[Listed entries Boundary: Start]

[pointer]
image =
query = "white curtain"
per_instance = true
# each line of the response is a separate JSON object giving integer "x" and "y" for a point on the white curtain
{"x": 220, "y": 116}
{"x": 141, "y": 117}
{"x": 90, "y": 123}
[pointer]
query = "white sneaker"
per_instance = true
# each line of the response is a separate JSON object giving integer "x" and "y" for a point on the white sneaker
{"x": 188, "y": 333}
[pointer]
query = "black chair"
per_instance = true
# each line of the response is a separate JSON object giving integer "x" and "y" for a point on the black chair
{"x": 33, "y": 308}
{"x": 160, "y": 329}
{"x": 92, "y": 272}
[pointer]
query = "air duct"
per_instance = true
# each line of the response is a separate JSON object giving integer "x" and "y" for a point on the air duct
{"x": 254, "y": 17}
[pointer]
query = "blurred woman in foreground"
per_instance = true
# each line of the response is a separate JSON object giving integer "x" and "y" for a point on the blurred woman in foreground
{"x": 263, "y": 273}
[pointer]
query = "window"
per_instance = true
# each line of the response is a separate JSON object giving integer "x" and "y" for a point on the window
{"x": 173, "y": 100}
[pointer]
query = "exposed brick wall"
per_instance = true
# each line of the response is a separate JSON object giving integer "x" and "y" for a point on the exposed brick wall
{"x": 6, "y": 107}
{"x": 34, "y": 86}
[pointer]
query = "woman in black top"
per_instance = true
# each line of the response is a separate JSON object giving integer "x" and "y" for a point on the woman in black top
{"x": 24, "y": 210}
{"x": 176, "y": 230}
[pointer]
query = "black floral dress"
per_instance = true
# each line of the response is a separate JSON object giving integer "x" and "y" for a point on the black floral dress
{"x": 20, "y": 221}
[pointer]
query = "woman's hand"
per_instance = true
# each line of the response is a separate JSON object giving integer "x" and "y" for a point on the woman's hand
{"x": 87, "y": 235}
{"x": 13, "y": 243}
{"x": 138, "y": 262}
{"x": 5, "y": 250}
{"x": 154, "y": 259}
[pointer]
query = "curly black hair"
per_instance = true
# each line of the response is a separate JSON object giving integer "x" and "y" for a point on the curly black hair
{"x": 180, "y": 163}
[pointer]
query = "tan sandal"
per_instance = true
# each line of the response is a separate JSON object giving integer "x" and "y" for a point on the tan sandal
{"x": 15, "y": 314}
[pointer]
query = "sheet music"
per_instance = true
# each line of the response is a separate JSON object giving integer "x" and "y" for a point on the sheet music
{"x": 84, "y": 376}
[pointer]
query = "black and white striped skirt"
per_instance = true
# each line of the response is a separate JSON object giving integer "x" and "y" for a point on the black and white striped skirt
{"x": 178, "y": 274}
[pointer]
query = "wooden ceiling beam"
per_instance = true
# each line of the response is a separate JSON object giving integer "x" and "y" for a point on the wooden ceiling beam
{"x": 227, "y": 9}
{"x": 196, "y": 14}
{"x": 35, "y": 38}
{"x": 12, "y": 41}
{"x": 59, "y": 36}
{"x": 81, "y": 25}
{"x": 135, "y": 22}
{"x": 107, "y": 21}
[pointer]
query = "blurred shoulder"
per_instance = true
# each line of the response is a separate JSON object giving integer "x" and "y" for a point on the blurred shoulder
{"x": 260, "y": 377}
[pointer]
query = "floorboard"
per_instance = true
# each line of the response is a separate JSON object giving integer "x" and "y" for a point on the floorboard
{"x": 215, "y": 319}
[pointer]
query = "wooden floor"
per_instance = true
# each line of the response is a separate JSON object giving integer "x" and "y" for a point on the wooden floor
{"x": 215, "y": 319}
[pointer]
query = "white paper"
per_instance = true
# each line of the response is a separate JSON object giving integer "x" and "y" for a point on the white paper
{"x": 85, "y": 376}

[Listed entries Boundary: End]

What the task asks:
Set down the entries above once more, verbatim.

Answer area:
[pointer]
image =
query = "white curtain"
per_instance = true
# each line of the response is a separate JSON object giving integer "x" and "y" for a point on the white curtain
{"x": 220, "y": 116}
{"x": 141, "y": 117}
{"x": 90, "y": 123}
[pointer]
query = "white sneaker"
per_instance = true
# each line of the response is a separate JSON object giving integer "x" and "y" for a point on the white sneaker
{"x": 188, "y": 333}
[pointer]
query = "black chair"
per_instance = true
# each line of the response is a separate JSON object giving integer "x" and "y" for a point on the black chair
{"x": 33, "y": 308}
{"x": 160, "y": 329}
{"x": 92, "y": 272}
[pointer]
query = "air duct"
per_instance = true
# each line of the response is a separate JSON object giving integer "x" and "y" for a point on the air duct
{"x": 254, "y": 17}
[pointer]
query = "blurred woman in foreground"
per_instance = true
# each line of the response is a separate JSON object giving integer "x" and "y" for a point on the blurred woman in foreground
{"x": 263, "y": 273}
[pointer]
query = "window"
per_instance = true
# each line of the response is a separate JSON object giving integer "x" and "y" for a point on the window
{"x": 173, "y": 100}
[pointer]
query = "exposed brick wall"
per_instance = true
# each line of the response is a separate JSON object giving integer "x" and "y" for a point on the exposed brick wall
{"x": 6, "y": 107}
{"x": 34, "y": 86}
[pointer]
query = "woman in black top"
per_instance = true
# each line of the response is a separate JSON object giving integer "x" and "y" for a point on the woman in black top
{"x": 24, "y": 210}
{"x": 176, "y": 230}
[pointer]
query = "black floral dress"
per_instance = true
# each line of the response is a separate JSON object giving integer "x" and "y" for a point on the black floral dress
{"x": 20, "y": 221}
[pointer]
query = "woman's hand"
per_instance = true
# each line of the response is a separate JSON object giving integer "x" and "y" for a point on the woman's hand
{"x": 87, "y": 235}
{"x": 13, "y": 243}
{"x": 138, "y": 262}
{"x": 5, "y": 250}
{"x": 154, "y": 259}
[pointer]
query = "curly black hair"
per_instance = true
# each line of the response is a separate JSON object giving integer "x" and "y" for a point on the curly black hair
{"x": 180, "y": 163}
[pointer]
query = "tan sandal"
per_instance = true
# each line of the response is a separate JSON object giving integer "x" and "y" for a point on the tan sandal
{"x": 15, "y": 314}
[pointer]
query = "sheet music"
per_instance = true
# each line of the response is a separate JSON object giving integer "x" and "y" for a point on the sheet music
{"x": 84, "y": 376}
[pointer]
query = "black and white striped skirt"
per_instance = true
# each line of the response is a separate JSON object giving integer "x" and "y" for a point on the black and white striped skirt
{"x": 178, "y": 274}
[pointer]
query = "wooden ceiling beam"
per_instance = true
# each line of the response is a separate JSON object giving integer "x" and "y" for a point on the wooden ceiling beam
{"x": 227, "y": 9}
{"x": 196, "y": 14}
{"x": 35, "y": 38}
{"x": 12, "y": 41}
{"x": 59, "y": 36}
{"x": 81, "y": 25}
{"x": 135, "y": 22}
{"x": 107, "y": 21}
[pointer]
query = "blurred shoulder"
per_instance = true
# each line of the response is a separate JSON object giving integer "x" and "y" for a point on the blurred shoulder
{"x": 260, "y": 377}
[pointer]
query = "floorboard"
per_instance = true
# each line of the response is a separate JSON object giving integer "x" and "y" for a point on the floorboard
{"x": 215, "y": 319}
[pointer]
query = "wooden floor"
per_instance = true
# each line of the response is a separate JSON object giving integer "x" and "y" for a point on the wooden floor
{"x": 215, "y": 319}
[pointer]
query = "white paper"
per_instance = true
# each line of the response is a separate JSON object giving integer "x" and "y" for a point on the white paper
{"x": 85, "y": 376}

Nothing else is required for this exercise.